> **Exercise brief**
Copy the listing below line for line, with no changes.
#####
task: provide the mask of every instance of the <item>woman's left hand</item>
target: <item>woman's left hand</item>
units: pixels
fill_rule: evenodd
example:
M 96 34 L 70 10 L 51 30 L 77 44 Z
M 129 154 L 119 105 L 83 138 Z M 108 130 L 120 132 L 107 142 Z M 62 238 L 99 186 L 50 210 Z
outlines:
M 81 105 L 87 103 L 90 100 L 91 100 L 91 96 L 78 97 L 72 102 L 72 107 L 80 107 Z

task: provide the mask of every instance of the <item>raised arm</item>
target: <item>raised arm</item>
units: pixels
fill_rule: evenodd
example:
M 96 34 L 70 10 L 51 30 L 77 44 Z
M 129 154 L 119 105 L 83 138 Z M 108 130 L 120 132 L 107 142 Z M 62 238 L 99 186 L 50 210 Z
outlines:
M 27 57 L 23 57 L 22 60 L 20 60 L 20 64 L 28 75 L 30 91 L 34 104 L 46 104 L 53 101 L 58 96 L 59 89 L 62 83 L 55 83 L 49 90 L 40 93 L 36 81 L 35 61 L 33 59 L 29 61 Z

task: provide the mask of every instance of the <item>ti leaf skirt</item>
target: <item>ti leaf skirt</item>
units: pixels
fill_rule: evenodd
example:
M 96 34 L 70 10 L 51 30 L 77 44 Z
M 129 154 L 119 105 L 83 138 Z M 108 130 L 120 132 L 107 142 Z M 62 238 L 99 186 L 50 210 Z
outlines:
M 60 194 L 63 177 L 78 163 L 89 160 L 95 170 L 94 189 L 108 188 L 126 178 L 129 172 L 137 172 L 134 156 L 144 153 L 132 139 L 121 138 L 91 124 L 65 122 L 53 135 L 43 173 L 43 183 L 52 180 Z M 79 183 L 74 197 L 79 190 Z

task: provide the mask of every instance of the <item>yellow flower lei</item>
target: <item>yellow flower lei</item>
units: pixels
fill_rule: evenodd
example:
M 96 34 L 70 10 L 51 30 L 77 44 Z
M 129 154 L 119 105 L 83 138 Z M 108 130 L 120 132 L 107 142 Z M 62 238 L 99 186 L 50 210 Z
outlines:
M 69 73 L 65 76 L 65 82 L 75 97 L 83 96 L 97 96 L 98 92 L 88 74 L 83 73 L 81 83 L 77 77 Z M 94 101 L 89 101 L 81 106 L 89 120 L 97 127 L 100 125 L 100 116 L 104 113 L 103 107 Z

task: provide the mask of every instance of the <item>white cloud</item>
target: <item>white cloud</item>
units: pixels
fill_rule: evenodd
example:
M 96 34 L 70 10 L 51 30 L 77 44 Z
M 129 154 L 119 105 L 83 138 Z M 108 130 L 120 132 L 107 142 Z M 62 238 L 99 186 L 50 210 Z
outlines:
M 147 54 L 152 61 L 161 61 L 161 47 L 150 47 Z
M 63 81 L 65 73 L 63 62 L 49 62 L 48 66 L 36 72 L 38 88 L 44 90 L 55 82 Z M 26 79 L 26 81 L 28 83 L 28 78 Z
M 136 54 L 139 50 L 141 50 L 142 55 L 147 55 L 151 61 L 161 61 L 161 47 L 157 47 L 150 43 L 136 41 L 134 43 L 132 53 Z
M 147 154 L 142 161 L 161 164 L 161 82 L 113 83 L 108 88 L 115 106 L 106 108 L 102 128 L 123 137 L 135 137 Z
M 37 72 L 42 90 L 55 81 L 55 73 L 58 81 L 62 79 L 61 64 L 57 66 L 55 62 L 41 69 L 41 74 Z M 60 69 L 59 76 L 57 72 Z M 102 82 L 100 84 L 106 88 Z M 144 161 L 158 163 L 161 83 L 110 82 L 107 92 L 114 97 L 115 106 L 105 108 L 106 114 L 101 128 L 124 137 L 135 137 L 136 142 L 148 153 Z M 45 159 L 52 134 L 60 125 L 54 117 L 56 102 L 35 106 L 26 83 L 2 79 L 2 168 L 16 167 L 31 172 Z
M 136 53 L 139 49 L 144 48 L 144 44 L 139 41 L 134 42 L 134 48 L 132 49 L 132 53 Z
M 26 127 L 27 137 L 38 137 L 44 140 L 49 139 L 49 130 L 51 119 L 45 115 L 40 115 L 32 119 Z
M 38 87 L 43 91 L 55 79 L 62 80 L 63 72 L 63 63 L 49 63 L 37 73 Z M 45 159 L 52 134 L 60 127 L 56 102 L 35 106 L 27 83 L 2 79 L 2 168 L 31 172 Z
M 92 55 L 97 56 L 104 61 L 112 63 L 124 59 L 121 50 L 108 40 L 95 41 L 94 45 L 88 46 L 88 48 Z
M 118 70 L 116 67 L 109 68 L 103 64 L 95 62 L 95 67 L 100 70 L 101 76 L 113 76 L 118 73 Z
#####
> **Output of the exercise**
task: provide the mask of every instance of the <item>woman's left hand</item>
target: <item>woman's left hand</item>
units: pixels
fill_rule: evenodd
example:
M 96 34 L 70 10 L 51 30 L 77 44 Z
M 129 154 L 119 105 L 83 138 Z M 108 130 L 120 132 L 107 142 Z M 62 238 L 99 186 L 50 210 Z
outlines:
M 81 105 L 87 103 L 90 100 L 91 100 L 91 96 L 78 97 L 72 102 L 72 107 L 80 107 Z

task: provide the mask of every instance of the <item>raised arm</item>
target: <item>raised arm</item>
units: pixels
fill_rule: evenodd
example:
M 96 34 L 70 10 L 51 30 L 77 44 Z
M 129 154 L 119 105 L 83 138 Z M 108 130 L 120 132 L 107 142 Z M 62 238 L 99 186 L 50 210 Z
outlines:
M 27 57 L 23 57 L 22 60 L 20 60 L 20 64 L 28 75 L 30 91 L 34 104 L 46 104 L 53 101 L 58 96 L 59 89 L 62 83 L 55 83 L 49 90 L 40 93 L 36 81 L 35 61 L 33 59 L 29 61 Z

task: provide the mask of every instance of the <item>ti leaf skirt</item>
target: <item>ti leaf skirt</item>
units: pixels
fill_rule: evenodd
example:
M 96 34 L 70 10 L 51 30 L 77 44 Z
M 129 154 L 119 105 L 83 138 Z M 108 130 L 120 132 L 107 142 Z M 62 238 L 99 186 L 50 210 Z
outlines:
M 60 194 L 63 177 L 78 163 L 89 160 L 95 170 L 94 189 L 108 188 L 126 178 L 129 172 L 137 172 L 134 156 L 144 153 L 132 139 L 121 138 L 91 124 L 65 122 L 53 135 L 43 173 L 43 183 L 52 180 Z M 79 183 L 74 197 L 79 190 Z

task: provide the mask of every instance of the <item>yellow flower lei</item>
target: <item>yellow flower lei</item>
units: pixels
fill_rule: evenodd
example:
M 96 34 L 70 10 L 51 30 L 77 44 Z
M 129 154 L 119 105 L 83 138 Z M 108 130 L 120 132 L 107 142 Z M 62 238 L 99 186 L 50 210 Z
outlines:
M 69 73 L 65 76 L 65 82 L 75 97 L 83 96 L 97 96 L 98 92 L 88 74 L 83 73 L 81 83 L 77 77 Z M 94 101 L 89 101 L 81 106 L 89 120 L 97 127 L 100 125 L 100 116 L 104 113 L 103 107 Z

task: provide the mask of every instance of the <item>white cloud</item>
target: <item>white cloud</item>
units: pixels
fill_rule: evenodd
example:
M 96 34 L 70 10 L 51 30 L 77 44 Z
M 129 154 L 119 105 L 83 138 Z M 108 130 L 120 132 L 107 142 Z M 62 238 L 99 186 L 50 210 Z
outlines:
M 147 54 L 152 61 L 161 61 L 161 47 L 150 47 Z
M 63 81 L 65 73 L 63 62 L 49 62 L 48 66 L 36 72 L 38 88 L 44 90 L 55 82 Z M 26 79 L 26 81 L 28 83 L 28 78 Z
M 136 54 L 139 50 L 141 50 L 142 55 L 147 55 L 151 61 L 161 61 L 161 47 L 157 47 L 150 43 L 136 41 L 134 43 L 132 53 Z
M 147 154 L 142 161 L 161 164 L 161 82 L 113 83 L 108 88 L 115 106 L 106 108 L 102 128 L 123 137 L 135 137 Z
M 37 72 L 42 90 L 55 81 L 55 73 L 58 81 L 62 79 L 61 64 L 57 66 L 55 62 L 41 69 L 41 74 Z M 60 69 L 59 76 L 57 72 Z M 102 82 L 100 84 L 106 88 Z M 144 161 L 158 163 L 161 83 L 110 82 L 107 92 L 114 97 L 115 106 L 105 108 L 106 114 L 101 128 L 124 137 L 135 137 L 136 142 L 148 153 Z M 45 159 L 52 134 L 60 125 L 54 117 L 56 102 L 35 106 L 26 83 L 2 79 L 2 168 L 16 167 L 31 172 Z
M 136 53 L 139 49 L 144 48 L 144 44 L 139 41 L 134 42 L 134 48 L 132 49 L 132 53 Z
M 26 127 L 27 137 L 38 137 L 44 140 L 49 139 L 49 130 L 51 119 L 45 115 L 40 115 L 32 119 Z
M 38 87 L 43 91 L 55 79 L 62 80 L 63 72 L 63 63 L 49 63 L 37 73 Z M 45 159 L 52 134 L 60 127 L 56 102 L 35 106 L 27 83 L 2 79 L 2 168 L 31 172 Z
M 92 55 L 97 56 L 104 61 L 112 63 L 124 59 L 121 50 L 108 40 L 95 41 L 94 45 L 88 46 L 88 48 Z
M 118 70 L 116 67 L 109 68 L 103 64 L 95 62 L 95 67 L 100 70 L 101 76 L 113 76 L 118 73 Z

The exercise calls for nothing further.